**Task directions**.
Here the job is to restate every entry word for word.

**Stored items**.
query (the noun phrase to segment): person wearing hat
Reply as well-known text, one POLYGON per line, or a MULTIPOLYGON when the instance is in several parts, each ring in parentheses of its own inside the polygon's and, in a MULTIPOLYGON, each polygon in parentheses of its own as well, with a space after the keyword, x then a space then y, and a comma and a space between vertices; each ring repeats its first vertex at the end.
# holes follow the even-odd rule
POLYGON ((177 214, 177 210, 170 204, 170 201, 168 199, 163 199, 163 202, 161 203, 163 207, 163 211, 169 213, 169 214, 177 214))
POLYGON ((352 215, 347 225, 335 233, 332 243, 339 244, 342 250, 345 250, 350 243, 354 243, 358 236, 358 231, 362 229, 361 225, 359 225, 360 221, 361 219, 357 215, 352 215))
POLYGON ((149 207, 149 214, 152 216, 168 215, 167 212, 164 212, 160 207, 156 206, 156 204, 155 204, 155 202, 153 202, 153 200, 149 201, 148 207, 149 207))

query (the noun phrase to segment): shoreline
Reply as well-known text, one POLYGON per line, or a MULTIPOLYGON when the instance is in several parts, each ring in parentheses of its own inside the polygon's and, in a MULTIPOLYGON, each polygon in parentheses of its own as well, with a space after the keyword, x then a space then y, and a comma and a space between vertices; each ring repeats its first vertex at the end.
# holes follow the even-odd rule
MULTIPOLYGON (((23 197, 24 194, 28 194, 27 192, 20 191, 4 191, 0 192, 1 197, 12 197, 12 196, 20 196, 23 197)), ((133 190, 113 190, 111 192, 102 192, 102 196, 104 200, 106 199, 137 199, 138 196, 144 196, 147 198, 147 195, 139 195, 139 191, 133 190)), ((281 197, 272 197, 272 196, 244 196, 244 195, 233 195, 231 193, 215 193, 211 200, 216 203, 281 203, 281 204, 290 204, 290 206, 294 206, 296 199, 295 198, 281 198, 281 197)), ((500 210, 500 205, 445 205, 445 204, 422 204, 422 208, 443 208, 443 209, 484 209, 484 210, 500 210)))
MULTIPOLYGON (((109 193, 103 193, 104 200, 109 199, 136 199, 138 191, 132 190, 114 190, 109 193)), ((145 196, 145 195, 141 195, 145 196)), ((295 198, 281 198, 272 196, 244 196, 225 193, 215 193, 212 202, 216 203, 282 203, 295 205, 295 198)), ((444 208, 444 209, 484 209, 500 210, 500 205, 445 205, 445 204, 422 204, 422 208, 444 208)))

**Your response**.
query (the noun phrase to segment): person wearing hat
Reply as well-known text, one POLYGON per line, or a MULTIPOLYGON when the instance is in several parts, each ring in parentheses of its own inside the polygon's and, in a MULTIPOLYGON, each polygon in parentheses of its own as well, with a space after the keyword, x then a space then y, and a comma and a space between vertices; each ring repeats its first vertex at the end.
# holes follow the even-odd rule
POLYGON ((177 214, 177 210, 170 204, 170 201, 168 199, 163 199, 163 202, 161 203, 163 207, 163 211, 169 213, 169 214, 177 214))
POLYGON ((352 215, 347 225, 335 233, 332 243, 339 244, 342 250, 345 250, 350 243, 354 243, 358 236, 358 231, 362 229, 361 225, 359 225, 360 221, 361 219, 357 215, 352 215))
POLYGON ((149 207, 149 214, 152 216, 168 215, 167 212, 164 212, 160 207, 156 206, 156 204, 155 204, 155 202, 153 202, 153 200, 149 201, 148 207, 149 207))

query (the noun phrase to segment): shoreline
Reply as well-known text, one POLYGON per line, or a MULTIPOLYGON when the instance is in several parts, each ring in parentheses of its own inside the polygon's and, in a MULTIPOLYGON, each polygon in parentheses of its own as well, with a space after the keyword, x then a space then y, and a comma and a space between vertices; each ring repeats its first vertex at the end.
# holes follow the even-odd rule
MULTIPOLYGON (((23 197, 24 194, 28 194, 27 192, 20 191, 4 191, 0 192, 1 197, 12 197, 12 196, 20 196, 23 197)), ((133 190, 113 190, 111 192, 102 192, 102 196, 104 200, 106 199, 137 199, 138 196, 144 196, 147 198, 147 195, 139 195, 139 191, 133 190)), ((281 197, 272 197, 272 196, 244 196, 244 195, 233 195, 231 193, 215 193, 211 200, 216 203, 281 203, 281 204, 290 204, 290 206, 294 206, 296 199, 295 198, 281 198, 281 197)), ((500 210, 500 205, 445 205, 445 204, 422 204, 422 208, 443 208, 443 209, 484 209, 484 210, 500 210)))
MULTIPOLYGON (((109 193, 103 193, 104 200, 109 199, 136 199, 138 191, 132 190, 114 190, 109 193)), ((145 196, 145 195, 141 195, 145 196)), ((295 198, 281 198, 272 196, 244 196, 225 193, 215 193, 212 202, 216 203, 282 203, 295 205, 295 198)), ((444 208, 444 209, 484 209, 500 210, 500 205, 445 205, 445 204, 422 204, 422 208, 444 208)))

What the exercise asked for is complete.